# Work to do:
Please reproduce the whole listing below word for word, leaving out the pictures.
_ _ _ _
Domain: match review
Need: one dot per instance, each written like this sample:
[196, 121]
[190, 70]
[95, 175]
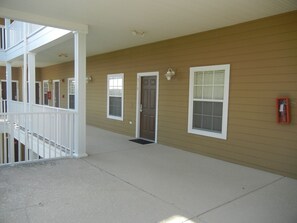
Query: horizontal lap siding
[263, 59]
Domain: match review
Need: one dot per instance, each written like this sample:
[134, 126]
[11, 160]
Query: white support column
[32, 78]
[80, 93]
[8, 86]
[7, 33]
[25, 92]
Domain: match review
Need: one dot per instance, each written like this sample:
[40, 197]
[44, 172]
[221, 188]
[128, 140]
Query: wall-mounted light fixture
[170, 73]
[89, 78]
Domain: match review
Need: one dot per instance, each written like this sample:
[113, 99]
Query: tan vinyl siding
[263, 59]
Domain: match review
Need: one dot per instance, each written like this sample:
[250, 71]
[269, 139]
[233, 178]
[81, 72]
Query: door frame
[138, 99]
[43, 93]
[54, 93]
[17, 88]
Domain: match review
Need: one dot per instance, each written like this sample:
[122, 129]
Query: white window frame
[43, 92]
[223, 134]
[110, 76]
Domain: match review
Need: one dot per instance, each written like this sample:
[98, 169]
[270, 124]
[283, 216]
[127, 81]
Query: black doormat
[141, 141]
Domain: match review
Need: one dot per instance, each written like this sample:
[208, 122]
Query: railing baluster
[37, 135]
[55, 132]
[50, 134]
[11, 140]
[19, 138]
[31, 136]
[43, 132]
[26, 138]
_ _ _ _
# The output:
Domain: match review
Need: one dot per instance, each written like this sample:
[196, 121]
[190, 70]
[95, 175]
Query: horizontal lap siding
[263, 59]
Domain: match review
Need: one dot per instance, each written like this sample:
[134, 126]
[11, 160]
Query: white support column
[32, 78]
[80, 93]
[8, 86]
[7, 33]
[25, 92]
Domain: match review
Need: one dot per instance, each written like this sample:
[40, 197]
[44, 172]
[221, 188]
[128, 140]
Query: wall-mounted light fixture
[170, 73]
[89, 78]
Domain: match review
Need: one dot per instance, each written like this sample:
[113, 99]
Query: tan vinyl siding
[263, 59]
Domain: match review
Need: one dot per instance, each written like this sample:
[250, 71]
[269, 139]
[233, 178]
[81, 72]
Query: door frame
[138, 99]
[43, 93]
[54, 93]
[17, 88]
Domain: match review
Need: one dot per instance, each written like this sample:
[122, 129]
Query: white window frame
[43, 92]
[223, 134]
[110, 76]
Domain: match review
Need: one dot per instance, each written like this sample:
[98, 169]
[270, 124]
[283, 216]
[127, 81]
Query: black doormat
[141, 141]
Domain: match review
Need: one dot per instance, each written like this sample:
[208, 122]
Query: railing baluster
[37, 135]
[55, 132]
[50, 134]
[11, 140]
[19, 138]
[31, 136]
[43, 132]
[26, 138]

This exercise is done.